======== QUOTED PASSAGE
Skip to content

Vector Search

Dense retrieval based on vector similarity.

Overview

Field Value
Type Retrieval
Algorithm Dense vector similarity
Modality Text
Extension VectorChord

How It Works

Ranks documents by computing similarity between query and document embeddings.

Supports two search modes:

  1. Single-vector: Standard dense retrieval with one embedding per document
  2. Multi-vector: Late interaction (MaxSim) with multiple token-level embeddings

Uses VectorChord PostgreSQL extension for efficient vector search.

Score Metric

All scores are relevance scores in the range [-1, 1] where higher values indicate greater relevance.

Single-Vector Mode (Cosine Similarity)

Uses cosine similarity between query and document embeddings:

\[ \text{score} = 1 - \text{cosine\_distance} = \cos(\theta) = \frac{\mathbf{q} \cdot \mathbf{d}}{\|\mathbf{q}\| \|\mathbf{d}\|} \]

Where:

  • \(\mathbf{q}\) is the query embedding vector
  • \(\mathbf{d}\) is the document embedding vector

Multi-Vector Mode (Normalized Late Interaction)
================
● REQUIRED ACTIONS:
a – Summarize the vector search page in two sentences.
b – In one sentence, explain why the vector search page says the retrieval uses the VectorChord PostgreSQL extension.
c – From the vector search page, extract the passage word for word, starting at the words "Ranks documents by" and stopping after "Mode (Cosine Similarity)".
======== DATASET
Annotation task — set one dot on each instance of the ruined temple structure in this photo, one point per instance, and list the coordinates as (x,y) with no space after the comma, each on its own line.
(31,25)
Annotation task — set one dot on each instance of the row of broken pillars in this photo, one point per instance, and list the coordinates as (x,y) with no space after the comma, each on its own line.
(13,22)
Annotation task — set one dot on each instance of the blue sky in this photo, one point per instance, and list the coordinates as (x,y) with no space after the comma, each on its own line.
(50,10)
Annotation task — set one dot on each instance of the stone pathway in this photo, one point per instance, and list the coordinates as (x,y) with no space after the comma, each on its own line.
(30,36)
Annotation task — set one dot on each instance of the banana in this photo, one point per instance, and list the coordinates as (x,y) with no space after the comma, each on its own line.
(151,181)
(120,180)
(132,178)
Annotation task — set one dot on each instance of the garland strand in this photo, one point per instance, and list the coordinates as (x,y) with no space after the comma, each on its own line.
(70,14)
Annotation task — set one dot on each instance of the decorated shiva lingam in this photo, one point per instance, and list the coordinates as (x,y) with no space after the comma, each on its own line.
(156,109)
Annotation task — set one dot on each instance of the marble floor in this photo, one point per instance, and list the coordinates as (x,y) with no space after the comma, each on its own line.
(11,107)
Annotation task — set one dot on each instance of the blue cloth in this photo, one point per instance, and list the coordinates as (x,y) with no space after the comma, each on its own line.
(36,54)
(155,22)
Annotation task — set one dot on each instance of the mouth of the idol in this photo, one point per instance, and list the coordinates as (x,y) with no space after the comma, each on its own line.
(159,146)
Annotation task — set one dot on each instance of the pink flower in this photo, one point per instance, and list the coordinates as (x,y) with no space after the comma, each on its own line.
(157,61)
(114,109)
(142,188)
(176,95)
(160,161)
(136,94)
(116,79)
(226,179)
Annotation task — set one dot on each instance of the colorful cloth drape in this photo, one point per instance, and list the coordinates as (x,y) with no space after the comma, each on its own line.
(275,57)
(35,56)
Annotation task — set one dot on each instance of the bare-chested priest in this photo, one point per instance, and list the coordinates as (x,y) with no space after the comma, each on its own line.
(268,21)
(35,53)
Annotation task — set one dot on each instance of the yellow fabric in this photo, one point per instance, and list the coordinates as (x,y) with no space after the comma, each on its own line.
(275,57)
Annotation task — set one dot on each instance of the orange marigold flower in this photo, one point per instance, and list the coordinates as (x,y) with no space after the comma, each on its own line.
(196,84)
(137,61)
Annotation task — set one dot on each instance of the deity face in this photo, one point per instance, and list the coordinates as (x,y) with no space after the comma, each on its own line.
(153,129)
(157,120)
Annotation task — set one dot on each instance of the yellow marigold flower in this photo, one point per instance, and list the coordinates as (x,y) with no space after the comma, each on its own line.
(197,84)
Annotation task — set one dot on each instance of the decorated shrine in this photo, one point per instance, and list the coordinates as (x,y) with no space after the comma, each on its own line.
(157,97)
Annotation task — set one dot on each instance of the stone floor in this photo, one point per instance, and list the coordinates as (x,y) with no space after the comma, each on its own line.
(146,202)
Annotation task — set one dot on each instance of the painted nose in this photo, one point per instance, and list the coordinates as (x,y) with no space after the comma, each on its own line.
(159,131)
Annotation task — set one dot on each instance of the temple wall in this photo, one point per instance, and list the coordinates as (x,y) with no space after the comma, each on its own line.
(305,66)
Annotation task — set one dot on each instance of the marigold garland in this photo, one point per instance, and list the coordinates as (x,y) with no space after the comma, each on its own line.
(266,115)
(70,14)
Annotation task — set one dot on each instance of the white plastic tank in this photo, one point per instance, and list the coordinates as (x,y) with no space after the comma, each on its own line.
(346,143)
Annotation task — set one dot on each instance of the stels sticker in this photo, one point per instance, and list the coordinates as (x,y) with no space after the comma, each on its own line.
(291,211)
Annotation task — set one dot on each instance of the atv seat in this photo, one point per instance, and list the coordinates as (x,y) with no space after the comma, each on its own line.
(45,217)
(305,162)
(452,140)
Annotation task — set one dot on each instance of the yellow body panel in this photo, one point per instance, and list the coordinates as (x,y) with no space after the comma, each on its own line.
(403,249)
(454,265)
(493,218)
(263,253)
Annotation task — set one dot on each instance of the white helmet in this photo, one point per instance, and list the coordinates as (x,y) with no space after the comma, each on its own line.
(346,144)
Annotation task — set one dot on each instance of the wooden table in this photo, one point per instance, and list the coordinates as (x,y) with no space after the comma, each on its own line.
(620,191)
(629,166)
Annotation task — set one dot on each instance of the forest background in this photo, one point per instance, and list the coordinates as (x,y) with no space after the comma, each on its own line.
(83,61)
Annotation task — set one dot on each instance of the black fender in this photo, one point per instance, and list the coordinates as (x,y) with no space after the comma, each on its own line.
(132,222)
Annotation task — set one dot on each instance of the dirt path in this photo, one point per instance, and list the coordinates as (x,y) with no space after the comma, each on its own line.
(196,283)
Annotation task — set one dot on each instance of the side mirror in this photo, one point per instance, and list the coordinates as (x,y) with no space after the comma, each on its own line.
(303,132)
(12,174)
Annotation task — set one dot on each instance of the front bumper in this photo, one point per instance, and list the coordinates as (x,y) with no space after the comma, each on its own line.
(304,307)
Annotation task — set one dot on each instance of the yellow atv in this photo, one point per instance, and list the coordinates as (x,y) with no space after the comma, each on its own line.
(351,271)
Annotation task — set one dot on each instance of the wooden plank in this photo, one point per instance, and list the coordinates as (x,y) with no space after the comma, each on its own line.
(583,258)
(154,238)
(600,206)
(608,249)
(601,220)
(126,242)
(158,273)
================
● SOLUTIONS BELOW:
a – Vector search is a dense retrieval method that ranks documents by the similarity between query and document embeddings, using the VectorChord PostgreSQL extension. It offers a single-vector mode with one embedding per document and a multi-vector late-interaction mode with token-level embeddings, and its scores range from -1 to 1, with higher values meaning greater relevance.

b – The page says it uses the VectorChord PostgreSQL extension for efficient vector search.

c –
Ranks documents by computing similarity between query and document embeddings.

Supports two search modes:

  1. Single-vector: Standard dense retrieval with one embedding per document
  2. Multi-vector: Late interaction (MaxSim) with multiple token-level embeddings

Uses VectorChord PostgreSQL extension for efficient vector search.

Score Metric

All scores are relevance scores in the range [-1, 1] where higher values indicate greater relevance.

Single-Vector Mode (Cosine Similarity)